• [WHAT TO DO]
Produce a verbatim transcription of all records.

• [DATA FOR ANALYSIS]
=== Begin Enclosure ===

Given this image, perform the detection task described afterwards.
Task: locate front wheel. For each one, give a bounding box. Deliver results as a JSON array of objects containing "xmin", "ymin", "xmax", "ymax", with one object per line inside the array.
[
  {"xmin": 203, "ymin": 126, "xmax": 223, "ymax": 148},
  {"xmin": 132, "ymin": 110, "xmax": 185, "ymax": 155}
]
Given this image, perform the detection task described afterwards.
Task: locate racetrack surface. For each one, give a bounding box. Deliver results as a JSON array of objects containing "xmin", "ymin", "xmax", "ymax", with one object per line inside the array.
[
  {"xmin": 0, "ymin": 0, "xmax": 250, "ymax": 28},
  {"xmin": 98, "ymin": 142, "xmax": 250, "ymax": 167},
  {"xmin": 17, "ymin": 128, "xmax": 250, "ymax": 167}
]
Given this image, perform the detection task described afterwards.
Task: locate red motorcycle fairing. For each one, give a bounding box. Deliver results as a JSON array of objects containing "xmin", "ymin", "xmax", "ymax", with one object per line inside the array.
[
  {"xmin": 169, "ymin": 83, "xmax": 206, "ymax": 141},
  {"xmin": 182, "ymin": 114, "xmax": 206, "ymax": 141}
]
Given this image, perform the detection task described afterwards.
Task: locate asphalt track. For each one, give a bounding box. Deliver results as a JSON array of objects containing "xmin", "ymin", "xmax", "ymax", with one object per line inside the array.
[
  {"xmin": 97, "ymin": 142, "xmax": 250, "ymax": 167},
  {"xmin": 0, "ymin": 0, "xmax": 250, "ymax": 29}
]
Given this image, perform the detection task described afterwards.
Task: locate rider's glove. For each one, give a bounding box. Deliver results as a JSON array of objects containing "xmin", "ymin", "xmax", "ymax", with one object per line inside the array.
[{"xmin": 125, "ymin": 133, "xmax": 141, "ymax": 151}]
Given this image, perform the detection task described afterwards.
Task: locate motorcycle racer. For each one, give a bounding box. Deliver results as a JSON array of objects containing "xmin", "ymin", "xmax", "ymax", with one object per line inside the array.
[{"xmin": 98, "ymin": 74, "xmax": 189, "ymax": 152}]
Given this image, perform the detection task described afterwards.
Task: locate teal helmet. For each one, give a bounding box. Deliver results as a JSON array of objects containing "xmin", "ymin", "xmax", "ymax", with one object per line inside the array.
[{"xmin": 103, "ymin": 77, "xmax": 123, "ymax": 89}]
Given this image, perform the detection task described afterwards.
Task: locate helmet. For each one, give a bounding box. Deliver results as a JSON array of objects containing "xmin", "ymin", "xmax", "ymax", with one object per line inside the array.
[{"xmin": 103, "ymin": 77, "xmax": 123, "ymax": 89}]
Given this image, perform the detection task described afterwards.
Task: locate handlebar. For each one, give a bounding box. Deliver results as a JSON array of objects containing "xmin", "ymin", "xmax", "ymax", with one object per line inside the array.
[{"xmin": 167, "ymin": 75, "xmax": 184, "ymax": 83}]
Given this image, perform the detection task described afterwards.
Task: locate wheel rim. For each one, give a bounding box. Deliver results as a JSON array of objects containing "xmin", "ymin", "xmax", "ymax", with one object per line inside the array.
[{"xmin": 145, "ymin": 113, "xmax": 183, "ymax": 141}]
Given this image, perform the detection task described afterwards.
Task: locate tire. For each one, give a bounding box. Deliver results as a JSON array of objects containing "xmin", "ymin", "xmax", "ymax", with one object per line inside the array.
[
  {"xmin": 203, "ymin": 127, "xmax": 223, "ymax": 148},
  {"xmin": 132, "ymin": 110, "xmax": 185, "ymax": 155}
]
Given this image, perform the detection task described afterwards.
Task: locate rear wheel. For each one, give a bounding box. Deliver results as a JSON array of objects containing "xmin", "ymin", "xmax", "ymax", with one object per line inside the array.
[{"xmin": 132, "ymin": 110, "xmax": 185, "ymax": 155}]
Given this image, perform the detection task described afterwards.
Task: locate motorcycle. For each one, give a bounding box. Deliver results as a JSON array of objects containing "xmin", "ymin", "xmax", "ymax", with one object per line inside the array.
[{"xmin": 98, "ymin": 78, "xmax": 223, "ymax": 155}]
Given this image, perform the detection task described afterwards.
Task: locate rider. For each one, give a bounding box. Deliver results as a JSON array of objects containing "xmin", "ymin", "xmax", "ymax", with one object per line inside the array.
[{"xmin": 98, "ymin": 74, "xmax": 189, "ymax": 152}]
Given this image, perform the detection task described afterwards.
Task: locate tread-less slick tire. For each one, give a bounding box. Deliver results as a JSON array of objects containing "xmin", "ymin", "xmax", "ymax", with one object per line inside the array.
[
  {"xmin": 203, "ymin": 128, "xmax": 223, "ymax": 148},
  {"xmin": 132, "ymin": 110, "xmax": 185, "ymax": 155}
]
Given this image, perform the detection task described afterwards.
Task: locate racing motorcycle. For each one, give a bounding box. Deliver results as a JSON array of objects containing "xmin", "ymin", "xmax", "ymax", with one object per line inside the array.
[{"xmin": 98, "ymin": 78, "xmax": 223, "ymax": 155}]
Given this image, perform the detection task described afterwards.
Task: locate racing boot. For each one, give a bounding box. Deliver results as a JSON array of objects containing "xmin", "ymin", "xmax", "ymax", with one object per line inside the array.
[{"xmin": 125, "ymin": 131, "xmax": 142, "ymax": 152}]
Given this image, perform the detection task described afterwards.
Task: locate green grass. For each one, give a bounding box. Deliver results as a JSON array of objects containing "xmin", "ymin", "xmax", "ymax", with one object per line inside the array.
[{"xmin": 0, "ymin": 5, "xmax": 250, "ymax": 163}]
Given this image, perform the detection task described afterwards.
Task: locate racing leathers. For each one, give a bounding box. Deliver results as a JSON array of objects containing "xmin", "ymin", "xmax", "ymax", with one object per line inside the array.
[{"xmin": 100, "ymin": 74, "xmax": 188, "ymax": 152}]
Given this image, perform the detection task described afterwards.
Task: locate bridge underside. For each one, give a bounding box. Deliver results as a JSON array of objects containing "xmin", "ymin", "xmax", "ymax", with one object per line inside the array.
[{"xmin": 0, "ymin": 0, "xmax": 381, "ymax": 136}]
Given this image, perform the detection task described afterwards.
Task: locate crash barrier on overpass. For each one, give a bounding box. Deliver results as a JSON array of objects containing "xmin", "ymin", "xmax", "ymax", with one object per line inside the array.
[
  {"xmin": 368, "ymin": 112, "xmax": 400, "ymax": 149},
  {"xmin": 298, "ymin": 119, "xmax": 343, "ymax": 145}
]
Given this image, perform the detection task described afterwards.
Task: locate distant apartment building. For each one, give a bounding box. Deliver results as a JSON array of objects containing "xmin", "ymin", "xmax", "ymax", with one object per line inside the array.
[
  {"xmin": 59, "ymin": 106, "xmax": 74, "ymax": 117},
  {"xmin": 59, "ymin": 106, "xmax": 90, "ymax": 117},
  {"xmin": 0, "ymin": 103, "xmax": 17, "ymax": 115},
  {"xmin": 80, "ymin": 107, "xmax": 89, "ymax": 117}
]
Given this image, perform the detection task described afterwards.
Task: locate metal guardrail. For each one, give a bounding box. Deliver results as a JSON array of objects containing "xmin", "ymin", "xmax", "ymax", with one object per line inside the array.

=== End Enclosure ===

• [RESPONSE]
Given this image, perform the detection task described afterwards.
Task: locate front wheel. For each one, give a bounding box. Deliver results as a JSON array of objects containing "xmin", "ymin", "xmax", "ymax", with one object per line inside the array.
[
  {"xmin": 203, "ymin": 126, "xmax": 223, "ymax": 148},
  {"xmin": 132, "ymin": 110, "xmax": 185, "ymax": 155}
]
Given this image, perform the detection task described afterwards.
Task: locate racetrack surface. For each one, give a bounding box. Deliver results as a JSON array of objects containing "xmin", "ymin", "xmax", "ymax", with one object per line inside the array.
[
  {"xmin": 0, "ymin": 0, "xmax": 250, "ymax": 28},
  {"xmin": 98, "ymin": 142, "xmax": 250, "ymax": 167},
  {"xmin": 17, "ymin": 128, "xmax": 250, "ymax": 167}
]
Given this image, perform the detection task described afterwards.
Task: locate red motorcycle fairing. For each one, give a bounding box. Deliver results as a JSON array of objects containing "xmin", "ymin", "xmax", "ymax", with one object per line inside the array.
[
  {"xmin": 169, "ymin": 83, "xmax": 206, "ymax": 141},
  {"xmin": 182, "ymin": 114, "xmax": 206, "ymax": 141}
]
Given this image, perform the detection task described afterwards.
Task: locate asphalt track. For each one, give a bounding box. Deliver results as a JSON array of objects containing "xmin", "ymin", "xmax", "ymax", with one object per line inside the array.
[
  {"xmin": 97, "ymin": 142, "xmax": 250, "ymax": 167},
  {"xmin": 0, "ymin": 0, "xmax": 250, "ymax": 29}
]
Given this image, perform the detection task described afterwards.
Task: locate rider's glove. For each one, give a bounding box. Deliver results as a JSON array of objects containing "xmin", "ymin", "xmax", "ymax", with one object per line inside the array.
[{"xmin": 125, "ymin": 133, "xmax": 141, "ymax": 151}]
Given this image, perform the detection task described afterwards.
Task: locate motorcycle racer. For each one, give a bounding box. Deliver results as a JSON array of objects containing "xmin", "ymin", "xmax", "ymax", with one object per line inside the array.
[{"xmin": 98, "ymin": 74, "xmax": 189, "ymax": 152}]
Given this image, perform the detection task described afterwards.
Task: locate teal helmet. For each one, give a bounding box. Deliver results as a JSON array of objects containing "xmin", "ymin", "xmax", "ymax", with one object per line inside the array.
[{"xmin": 103, "ymin": 77, "xmax": 123, "ymax": 89}]
Given this image, perform the detection task described afterwards.
Task: locate helmet. For each one, give a bounding box. Deliver results as a JSON array of objects containing "xmin", "ymin", "xmax", "ymax", with one object per line inside the array.
[{"xmin": 103, "ymin": 77, "xmax": 123, "ymax": 89}]
Given this image, perform the detection task described afterwards.
Task: locate handlebar. For each one, give a bounding box. Deliver results as a JSON array of objects containing "xmin", "ymin", "xmax", "ymax", with one object per line inside the array.
[{"xmin": 167, "ymin": 75, "xmax": 184, "ymax": 83}]
Given this image, perform the detection task described afterwards.
Task: locate wheel rim. For each one, give a bounding box. Deliver results as a JSON array of objects containing "xmin", "ymin", "xmax", "ymax", with one object per line inside the array.
[{"xmin": 145, "ymin": 113, "xmax": 183, "ymax": 141}]
Given this image, perform the detection task described afterwards.
Task: locate tire. For each one, give a bounding box. Deliver results as a JSON array of objects containing "xmin", "ymin", "xmax", "ymax", with one object per line inside the array.
[
  {"xmin": 203, "ymin": 127, "xmax": 223, "ymax": 148},
  {"xmin": 132, "ymin": 110, "xmax": 185, "ymax": 155}
]
Given this image, perform the detection task described afterwards.
Task: locate rear wheel. For each one, give a bounding box. Deliver results as a JSON array of objects containing "xmin", "ymin", "xmax", "ymax", with one object per line inside the array.
[{"xmin": 132, "ymin": 110, "xmax": 185, "ymax": 155}]
Given this image, perform the detection task described afterwards.
Task: locate motorcycle. For each one, give a bounding box. Deliver results as a JSON array of objects containing "xmin", "ymin", "xmax", "ymax", with one object per line inside the array.
[{"xmin": 98, "ymin": 78, "xmax": 223, "ymax": 155}]
Given this image, perform the detection task described afterwards.
Task: locate rider. For each one, give a bounding box. Deliver results as a JSON array of objects containing "xmin", "ymin", "xmax", "ymax", with one object per line inside the array.
[{"xmin": 98, "ymin": 74, "xmax": 189, "ymax": 152}]
Given this image, perform the detection task described afterwards.
Task: locate tread-less slick tire. For each one, give a bounding box. Deliver results as a JSON array of objects containing "xmin", "ymin", "xmax", "ymax", with one object per line inside the array.
[
  {"xmin": 203, "ymin": 128, "xmax": 223, "ymax": 148},
  {"xmin": 132, "ymin": 110, "xmax": 185, "ymax": 155}
]
Given this image, perform the detection task described afterwards.
Task: locate racing motorcycle. For each one, give a bounding box. Deliver results as a JSON array of objects containing "xmin", "ymin", "xmax", "ymax", with one object per line inside the array.
[{"xmin": 98, "ymin": 78, "xmax": 223, "ymax": 155}]
Given this image, perform the detection task described afterwards.
Task: locate racing boot. For each one, give a bounding box. Deliver results as a JSON array of objects containing "xmin", "ymin", "xmax", "ymax", with one object per line inside the array.
[{"xmin": 125, "ymin": 131, "xmax": 142, "ymax": 152}]
Given this image, perform the detection task described afterwards.
Task: locate green grass. For each one, give a bounding box. Deliver results as a JSON array of objects containing "xmin", "ymin", "xmax", "ymax", with one object per line inside the array.
[{"xmin": 0, "ymin": 5, "xmax": 250, "ymax": 163}]
Given this image, perform the detection task described afterwards.
Task: locate racing leathers. For each one, give a bounding box. Deliver results as a JSON array of objects containing "xmin", "ymin", "xmax", "ymax", with one object per line inside the array.
[{"xmin": 100, "ymin": 74, "xmax": 188, "ymax": 152}]
Given this image, perform the detection task described afterwards.
Task: locate bridge underside. For each one, give a bounding box. Deliver results as a JSON array of objects containing "xmin", "ymin", "xmax", "ymax", with one object per line inside the array.
[{"xmin": 0, "ymin": 0, "xmax": 381, "ymax": 136}]
Given this image, perform the detection task described afterwards.
Task: locate crash barrier on overpass. For each one, give a bounding box. Deliver results as a JSON array of objects containing "xmin", "ymin", "xmax", "ymax", with one object per line inside the array.
[
  {"xmin": 368, "ymin": 112, "xmax": 400, "ymax": 149},
  {"xmin": 298, "ymin": 119, "xmax": 343, "ymax": 145}
]
Given this image, perform the detection task described afterwards.
Task: locate distant apartment building. For each one, give a bounding box. Deliver results as a JSON array of objects containing "xmin", "ymin", "xmax", "ymax", with one object per line inside the array.
[
  {"xmin": 59, "ymin": 106, "xmax": 74, "ymax": 117},
  {"xmin": 59, "ymin": 106, "xmax": 90, "ymax": 117},
  {"xmin": 0, "ymin": 103, "xmax": 17, "ymax": 115},
  {"xmin": 80, "ymin": 107, "xmax": 89, "ymax": 117}
]
Given this image, perform the detection task described afterwards.
Task: locate metal guardrail. For each one, give a bounding box. Deliver results as a JSON array of objects containing "xmin", "ymin", "xmax", "ymax", with one object per line inside the array.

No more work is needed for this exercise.